Fragmento proporcionado:
***

Pero tal parece que una tendencia está llamada a coexistir con la otra, y que erradicar la primera por la fuerza puede terminar también con la segunda. Ahora bien, a la democracia le hace bien el debate de ideas, razonado, prudente, lógico y honesto. Y le hace mucho mal la diatriba, la denigración y los planteamientos falaces. O la “explicación” de fenómenos complejos por “expertos” que en realidad lo que hacen es validar y repertir los prejuicios prevalecientes. O las “verdades absolutas” que defienden quienes –por su formación científica—deberían saber que lo que se afirma sobre la realidad, desde la ciencia, son verdades aproximadas; que en la actividad científica no sólo cuentan los aciertos, sino también las equivocaciones; y que si bien los aciertos son importantes es igualmente importante el procedimiento a partir del cual los mismos han sido obtenidos.
Hay que preocuparse por la instalación de estas prácticas en el debate público. Hay que preocuparse por la cultura del “francotirador”, es decir, la cultura que admite que haya quienes disparan sus dardos (críticos, denigratorios, etc.) sobre otros, estando ellos a salvo del escrutinio público. El anonimato de las redes favorece esta cultura, y en ella quienes nunca estarán a salvo ---no importa cuál sea su partido o su ideología— son lo que no tienen posibilidad de (o no quieren) ocultarse en el anonimato.

***

Material proporcionado:
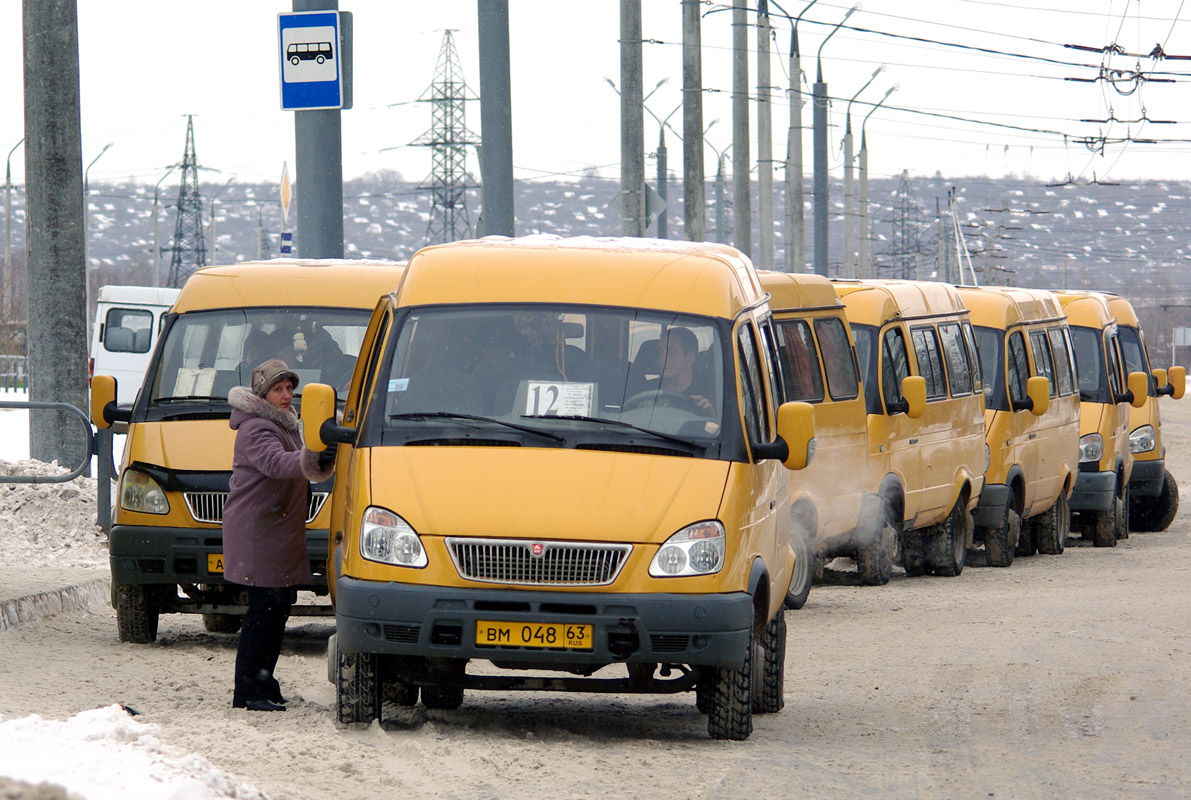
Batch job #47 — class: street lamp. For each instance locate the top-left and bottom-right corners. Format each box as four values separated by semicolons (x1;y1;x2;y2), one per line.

***

Tareas por realizar:
• 1. Reescribe el texto sobre la democracia y el debate de ideas desde "Hay que preocuparse por la instalación" hasta "en el anonimato.", ambos incluidos, poniendo "debate ciudadano" en lugar de "debate público".
• 2. Prolonga el texto sobre la democracia y el debate de ideas a partir del punto en que termina.

Resultados del ejercicio:
• 1.
Hay que preocuparse por la instalación de estas prácticas en el debate ciudadano. Hay que preocuparse por la cultura del “francotirador”, es decir, la cultura que admite que haya quienes disparan sus dardos (críticos, denigratorios, etc.) sobre otros, estando ellos a salvo del escrutinio público. El anonimato de las redes favorece esta cultura, y en ella quienes nunca estarán a salvo ---no importa cuál sea su partido o su ideología— son lo que no tienen posibilidad de (o no quieren) ocultarse en el anonimato.

• 2.
Toda persona pública está expuesta a la denigración por parte de francotiradores, que no deben ser confundidos con quienes hacen sus planteamientos críticos sabiéndose también sujetos al escrutinio de los demás. Y, ante los francotiradores, se es más vulnerable cuanto más éstos se oculten en el anomimato. Esto no es sano. Mientras no se entienda que nadie está a salvo de ser denigrado y vilipendiado, aparte de los francotiradores anónimos, no se dará la debida atención al problema, pues con esas prácticas se contamina la posibilidad de un debate de ideas limpio y honesto. El remedio no es su persecusión ni la clausura del debate de ideas, sino la no celebración de sus embestidas y el fomento de un uso crítico de los contenidos que circulan en las redes y en las publicaciones digitales en Internet.
El cultivo de un conocimiento racional, lógico y que no se despegue de la realidad es un buen aliciente para un debate de ideas rico y vital. Sólo así las personas pueden tener una buena herramienta para separar la paja del trigo en el mar de ideas prevalecientes, y también centrar la atención no la persona que opina o propone tal o cual idea –en su trayectoria moral, sus defectos o sus virtudes—sino en los contenidos de lo que propone. Asimismo, una culura racional, crítica y científica es el mejor contrapeso al dogmatismo, el fanatismo, las fantasías febriles y las ansias de hacerse con la Verdad de una vez por todas a las que es tan propenso el homo sapiens, o sea nosotros: nuevas y viejas generaciones. Generaciones vivas y generaciones que, siguiendo el curso de las leyes biológicas (físicas y químicas) –que imponen, desde que hay vida en la tierra, los ritmos inevitables de los relevos generacionales—, ya no están con nosotros.
San Salvador, 15 de febrero de 2019
- Luis Armando González, Escuela de Ciencias Sociales-Universidad de El Salvador
1 Hay quienes remontan los orígenes del proceso hasta 1982, con la elección de Asamblea Constituyente de ese año.